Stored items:
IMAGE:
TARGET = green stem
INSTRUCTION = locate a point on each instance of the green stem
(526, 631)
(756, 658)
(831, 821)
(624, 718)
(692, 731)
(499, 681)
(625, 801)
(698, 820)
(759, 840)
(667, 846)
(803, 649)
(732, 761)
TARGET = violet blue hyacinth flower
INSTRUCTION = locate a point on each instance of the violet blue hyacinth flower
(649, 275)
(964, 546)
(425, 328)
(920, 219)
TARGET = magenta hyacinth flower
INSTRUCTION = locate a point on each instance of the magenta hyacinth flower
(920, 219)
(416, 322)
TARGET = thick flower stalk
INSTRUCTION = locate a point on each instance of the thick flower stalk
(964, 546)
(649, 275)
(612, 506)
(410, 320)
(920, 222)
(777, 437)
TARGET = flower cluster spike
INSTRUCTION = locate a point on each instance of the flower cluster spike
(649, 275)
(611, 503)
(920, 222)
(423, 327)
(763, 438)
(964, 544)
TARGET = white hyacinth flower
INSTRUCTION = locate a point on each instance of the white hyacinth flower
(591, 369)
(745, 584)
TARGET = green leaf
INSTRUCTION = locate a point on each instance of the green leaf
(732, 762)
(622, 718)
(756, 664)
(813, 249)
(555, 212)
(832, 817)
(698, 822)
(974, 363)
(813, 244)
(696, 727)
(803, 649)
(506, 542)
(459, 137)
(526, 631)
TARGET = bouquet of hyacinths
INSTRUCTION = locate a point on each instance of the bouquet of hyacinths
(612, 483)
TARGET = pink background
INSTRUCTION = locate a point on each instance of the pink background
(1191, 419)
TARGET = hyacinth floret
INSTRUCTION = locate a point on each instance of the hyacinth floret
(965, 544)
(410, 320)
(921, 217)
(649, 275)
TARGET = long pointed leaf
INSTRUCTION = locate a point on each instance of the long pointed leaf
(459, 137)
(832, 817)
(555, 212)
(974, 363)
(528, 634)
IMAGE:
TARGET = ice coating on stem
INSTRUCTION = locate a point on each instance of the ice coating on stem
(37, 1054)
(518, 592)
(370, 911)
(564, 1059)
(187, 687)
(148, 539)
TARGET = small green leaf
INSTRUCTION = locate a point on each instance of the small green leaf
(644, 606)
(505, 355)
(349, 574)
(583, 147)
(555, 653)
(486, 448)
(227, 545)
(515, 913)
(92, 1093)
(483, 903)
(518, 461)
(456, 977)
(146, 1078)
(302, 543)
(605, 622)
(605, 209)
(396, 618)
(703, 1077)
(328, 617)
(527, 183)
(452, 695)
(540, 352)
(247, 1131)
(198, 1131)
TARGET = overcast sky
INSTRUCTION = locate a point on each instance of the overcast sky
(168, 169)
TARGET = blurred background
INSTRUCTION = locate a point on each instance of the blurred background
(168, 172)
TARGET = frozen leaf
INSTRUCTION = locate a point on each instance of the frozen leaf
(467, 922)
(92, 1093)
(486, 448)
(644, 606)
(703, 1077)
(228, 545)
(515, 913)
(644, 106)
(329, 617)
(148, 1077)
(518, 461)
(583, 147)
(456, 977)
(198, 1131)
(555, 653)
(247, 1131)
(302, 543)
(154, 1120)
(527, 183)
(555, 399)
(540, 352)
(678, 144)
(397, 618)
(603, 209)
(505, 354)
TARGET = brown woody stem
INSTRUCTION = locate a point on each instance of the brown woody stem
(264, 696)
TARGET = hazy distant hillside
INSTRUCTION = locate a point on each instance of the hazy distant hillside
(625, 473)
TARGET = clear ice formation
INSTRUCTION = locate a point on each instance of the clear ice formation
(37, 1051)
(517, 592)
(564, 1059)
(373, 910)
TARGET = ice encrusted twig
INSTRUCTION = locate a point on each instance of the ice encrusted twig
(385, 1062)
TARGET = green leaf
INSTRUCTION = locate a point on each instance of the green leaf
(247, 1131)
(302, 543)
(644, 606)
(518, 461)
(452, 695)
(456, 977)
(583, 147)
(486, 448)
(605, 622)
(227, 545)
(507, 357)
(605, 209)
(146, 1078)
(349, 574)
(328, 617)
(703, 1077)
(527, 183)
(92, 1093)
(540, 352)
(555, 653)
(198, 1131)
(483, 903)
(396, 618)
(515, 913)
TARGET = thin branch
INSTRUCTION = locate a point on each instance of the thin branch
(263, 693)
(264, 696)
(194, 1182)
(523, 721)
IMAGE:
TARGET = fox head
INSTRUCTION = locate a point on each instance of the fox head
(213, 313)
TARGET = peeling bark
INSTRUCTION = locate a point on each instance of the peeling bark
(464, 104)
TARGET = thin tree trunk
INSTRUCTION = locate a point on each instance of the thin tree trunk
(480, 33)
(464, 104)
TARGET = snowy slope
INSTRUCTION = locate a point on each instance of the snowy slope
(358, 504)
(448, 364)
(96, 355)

■ Task directions ■
Output the full listing exactly as it stands.

■ The output ■
IMAGE:
TARGET = green stem
INSTRUCTION = locate a point on each instance of the green stem
(526, 631)
(756, 658)
(831, 821)
(624, 718)
(692, 731)
(499, 681)
(625, 801)
(698, 820)
(759, 840)
(667, 846)
(803, 649)
(732, 761)
TARGET = violet blue hyacinth flower
INSTRUCTION = locate a point on each instance of the violet blue hyacinth flower
(649, 275)
(964, 546)
(425, 328)
(920, 219)
TARGET = magenta hyacinth flower
INSTRUCTION = locate a point on each instance of the magenta hyacinth flower
(920, 219)
(416, 322)
TARGET = thick flower stalk
INSTRUCTION = locate a point on each instance of the thick flower stalk
(964, 546)
(649, 275)
(612, 506)
(410, 320)
(920, 222)
(777, 437)
TARGET = flower cluster spike
INSTRUCTION = locate a point on each instance of the flower cluster spike
(649, 275)
(611, 503)
(920, 222)
(423, 327)
(763, 438)
(964, 544)
TARGET = white hyacinth flower
INSTRUCTION = locate a point on each instance of the white hyacinth flower
(591, 369)
(745, 584)
TARGET = green leaf
INSTRUCTION = locate a point on each instance of the green leaf
(732, 762)
(622, 718)
(756, 664)
(813, 249)
(555, 212)
(832, 817)
(698, 822)
(974, 363)
(813, 244)
(696, 727)
(803, 649)
(506, 542)
(459, 137)
(526, 631)
TARGET = bouquet of hyacinths
INSTRUCTION = locate a point on each instance of the bouquet of hyacinths
(612, 483)
TARGET = pink background
INSTRUCTION = locate a point on each instance of the pink background
(1191, 419)
TARGET = hyacinth floret
INSTRUCTION = locate a point on each instance of the hyacinth floret
(965, 544)
(410, 320)
(921, 217)
(649, 275)
TARGET = long pointed leaf
INSTRUCTION = locate a point on each instance of the long pointed leaf
(459, 137)
(832, 817)
(555, 212)
(974, 363)
(528, 634)
IMAGE:
TARGET = ice coating on stem
INSTRUCTION = locate a point on each instance of the ice coating on stem
(37, 1054)
(518, 592)
(370, 911)
(564, 1059)
(187, 687)
(148, 539)
TARGET = small green leaf
INSTRUCTION = locate a point on each instance of the small green leaf
(644, 606)
(505, 355)
(349, 574)
(583, 147)
(555, 653)
(486, 448)
(227, 545)
(515, 913)
(92, 1093)
(483, 903)
(518, 461)
(456, 977)
(146, 1078)
(302, 543)
(605, 622)
(605, 209)
(396, 618)
(703, 1077)
(328, 617)
(527, 183)
(452, 695)
(540, 352)
(247, 1131)
(198, 1131)
TARGET = overcast sky
INSTRUCTION = locate a point on each instance of the overcast sky
(168, 169)
TARGET = blurred background
INSTRUCTION = locate a point on each instance of the blurred background
(168, 172)
TARGET = frozen leaf
INSTRUCTION = locate a point on each instance of the frozen leaf
(467, 922)
(92, 1093)
(486, 448)
(644, 606)
(703, 1077)
(228, 545)
(515, 913)
(644, 106)
(329, 617)
(148, 1077)
(518, 461)
(583, 147)
(456, 977)
(198, 1131)
(555, 653)
(247, 1131)
(302, 543)
(154, 1120)
(527, 183)
(555, 399)
(540, 352)
(678, 144)
(397, 618)
(603, 209)
(505, 354)
TARGET = brown woody stem
INSTRUCTION = locate a point on each instance of the brown woody stem
(264, 696)
TARGET = hazy distant hillside
INSTRUCTION = locate a point on each instance of the hazy distant hillside
(625, 473)
TARGET = clear ice formation
INSTRUCTION = locate a point on each instance of the clear ice formation
(37, 1051)
(517, 592)
(564, 1059)
(373, 910)
TARGET = ice encrusted twig
INSTRUCTION = locate a point on each instance of the ice encrusted twig
(385, 1062)
TARGET = green leaf
INSTRUCTION = locate a point on each instance of the green leaf
(247, 1131)
(302, 543)
(644, 606)
(518, 461)
(452, 695)
(456, 977)
(583, 147)
(486, 448)
(605, 622)
(227, 545)
(507, 357)
(605, 209)
(146, 1078)
(349, 574)
(328, 617)
(703, 1077)
(527, 183)
(92, 1093)
(540, 352)
(555, 653)
(198, 1131)
(483, 903)
(396, 618)
(515, 913)
TARGET = thin branch
INSTRUCTION = locate a point on each instance of the thin branch
(263, 693)
(264, 696)
(194, 1182)
(523, 721)
IMAGE:
TARGET = fox head
INSTRUCTION = locate a point on each instance of the fox head
(213, 313)
TARGET = peeling bark
INSTRUCTION = locate a point on each instance of the peeling bark
(464, 104)
TARGET = thin tree trunk
INSTRUCTION = locate a point on each instance of the thin tree trunk
(480, 33)
(464, 104)
TARGET = snowy slope
INSTRUCTION = locate a point on each instance of the snowy slope
(358, 504)
(448, 364)
(96, 355)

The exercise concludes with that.